STATED TASK - Print all of the entries below word for word, leaving the pictures out.

══ TASK INPUT ══

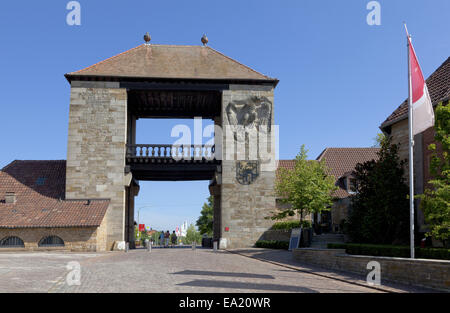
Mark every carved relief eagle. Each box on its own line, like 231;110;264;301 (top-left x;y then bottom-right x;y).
226;96;272;131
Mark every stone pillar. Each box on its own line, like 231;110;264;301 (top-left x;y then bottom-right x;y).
66;87;127;250
220;86;276;248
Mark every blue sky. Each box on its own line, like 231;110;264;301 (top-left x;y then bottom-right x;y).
0;0;450;230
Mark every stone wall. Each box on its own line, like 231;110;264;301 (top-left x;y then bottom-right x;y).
259;229;291;242
0;227;101;252
66;87;127;250
293;248;450;291
220;88;275;248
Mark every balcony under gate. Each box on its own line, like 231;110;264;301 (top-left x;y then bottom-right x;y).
126;144;221;181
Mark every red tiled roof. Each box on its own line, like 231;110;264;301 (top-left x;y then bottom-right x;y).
317;148;380;198
381;57;450;128
278;148;380;198
0;160;109;228
66;44;277;81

═══

COMPLETED EXERCISE -
Mark every carved relief eagle. Each box on its own line, like 231;110;264;301 (top-left x;y then bottom-right x;y).
226;96;272;131
Mark every stone pillar. Each box on its own line, like 231;110;264;301 (top-left x;y then bottom-right x;y).
66;87;127;250
220;86;276;248
Mark every blue sky. Each box on its own line, like 231;110;264;301 (top-left x;y then bottom-right x;y).
0;0;450;230
Mark every stone wall. Each box on its own line, like 231;110;264;301 (top-left x;y then bottom-right x;y).
259;229;291;242
0;227;101;252
66;87;127;250
293;248;450;291
220;88;275;248
Mark every balcony under gate. Each box on its own line, like 231;110;264;301 (top-left x;y then bottom-right x;y).
126;144;221;181
Mark every red tiled roof. Each box on its own line, like 231;110;264;301 (top-left x;y then bottom-right x;y).
317;148;380;198
381;57;450;128
278;148;380;198
0;160;109;228
66;44;277;81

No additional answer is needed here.